Ask and you might receive
Picking the perfect gift might be easier than you think – ask the recipient what they want. Studies on gift giving – such as 2011 research from Stanford Graduate School of Business – find that surprises often do not elicit as much appreciation as the giver expects. A better bet tends to be gifting what the receiver asked for. Or meet in the middle and ask for a list of possible gift options. Economic purists, such as Scroogenomics author Joel Waldfogel, say cash is the most “efficient” gift as the recipient knows how much was spent and can buy exactly what they want. However, efficiency isn’t necessarily a quality prized on birthdays and occasions. People to tend to like to exchange items they can cherish into the future or enjoy a meal, concert or other experience to remember.
All I want for Christmas is you
A birthday comes around just once a year – so perhaps we go out of our way to make it extra special. The same is true for New Year, Valentine’s Day and many religious holidays, meaning that such occasions can actually be treated as a known cost and worked into household budgets. Don’t forget when the pressure is on to buy expensive gifts that spending time counts too: Taking the time to write a personal message, cook dinner, make a card or gather meaningful photographs might be as gratefully received as pricey gift. Why? It requires the investment of time and effort. According to professor Christopher Coyne in a video on The Economics of Valentine’s Day, investing time “signals” (in economics terms) a level of affection for the other person.

**Prompt A**
Answer these questions from the gift-giving text:
(i) Which institution produced the 2011 research on gift giving?
(ii) Who is the author of Scroogenomics?
(iii) Which professor says that investing time "signals" a level of affection for the other person?
**Prompt B**
Reproduce the gift-giving text word for word between "Ask and you" and "experience to remember.", inclusive.

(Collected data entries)
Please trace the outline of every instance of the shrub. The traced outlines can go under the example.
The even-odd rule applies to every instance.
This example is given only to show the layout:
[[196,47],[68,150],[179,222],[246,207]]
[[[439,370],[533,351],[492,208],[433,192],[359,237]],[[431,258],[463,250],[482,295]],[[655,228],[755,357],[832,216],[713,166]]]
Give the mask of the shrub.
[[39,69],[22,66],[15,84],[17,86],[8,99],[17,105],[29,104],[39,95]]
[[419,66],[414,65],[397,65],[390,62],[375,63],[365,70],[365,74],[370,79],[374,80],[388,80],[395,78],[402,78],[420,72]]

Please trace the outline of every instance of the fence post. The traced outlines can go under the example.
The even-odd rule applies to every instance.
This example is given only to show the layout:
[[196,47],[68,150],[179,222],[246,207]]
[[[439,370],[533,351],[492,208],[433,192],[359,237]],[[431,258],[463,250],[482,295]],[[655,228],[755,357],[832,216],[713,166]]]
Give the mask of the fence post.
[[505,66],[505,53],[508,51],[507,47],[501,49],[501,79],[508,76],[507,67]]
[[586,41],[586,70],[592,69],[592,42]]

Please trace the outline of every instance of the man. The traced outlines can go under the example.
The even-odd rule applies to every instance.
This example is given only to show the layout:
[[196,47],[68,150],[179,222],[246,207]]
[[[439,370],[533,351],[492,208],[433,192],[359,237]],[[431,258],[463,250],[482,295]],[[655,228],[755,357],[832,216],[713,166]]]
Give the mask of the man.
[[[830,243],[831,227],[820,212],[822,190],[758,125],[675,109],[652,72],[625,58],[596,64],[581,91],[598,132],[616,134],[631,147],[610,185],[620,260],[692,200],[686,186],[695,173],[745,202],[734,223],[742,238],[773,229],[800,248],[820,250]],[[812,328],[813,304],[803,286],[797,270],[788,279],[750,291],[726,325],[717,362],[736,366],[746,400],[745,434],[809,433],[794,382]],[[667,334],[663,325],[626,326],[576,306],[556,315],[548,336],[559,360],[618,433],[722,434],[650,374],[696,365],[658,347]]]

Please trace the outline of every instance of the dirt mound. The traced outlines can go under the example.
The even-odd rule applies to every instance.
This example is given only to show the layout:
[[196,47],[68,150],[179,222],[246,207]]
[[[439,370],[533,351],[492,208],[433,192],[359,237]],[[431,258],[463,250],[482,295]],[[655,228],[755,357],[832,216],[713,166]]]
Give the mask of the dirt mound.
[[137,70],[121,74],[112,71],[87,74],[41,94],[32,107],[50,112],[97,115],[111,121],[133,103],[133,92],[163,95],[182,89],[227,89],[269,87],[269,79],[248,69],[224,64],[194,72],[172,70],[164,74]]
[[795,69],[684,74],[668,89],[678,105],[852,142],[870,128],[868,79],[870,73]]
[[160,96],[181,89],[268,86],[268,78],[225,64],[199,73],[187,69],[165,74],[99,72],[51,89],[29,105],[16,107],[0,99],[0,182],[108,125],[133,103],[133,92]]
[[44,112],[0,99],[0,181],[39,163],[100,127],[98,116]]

**Exercise response A**
(i) Stanford Graduate School of Business
(ii) Joel Waldfogel
(iii) Christopher Coyne

**Exercise response B**
Ask and you might receive
Picking the perfect gift might be easier than you think – ask the recipient what they want. Studies on gift giving – such as 2011 research from Stanford Graduate School of Business – find that surprises often do not elicit as much appreciation as the giver expects. A better bet tends to be gifting what the receiver asked for. Or meet in the middle and ask for a list of possible gift options. Economic purists, such as Scroogenomics author Joel Waldfogel, say cash is the most “efficient” gift as the recipient knows how much was spent and can buy exactly what they want. However, efficiency isn’t necessarily a quality prized on birthdays and occasions. People to tend to like to exchange items they can cherish into the future or enjoy a meal, concert or other experience to remember.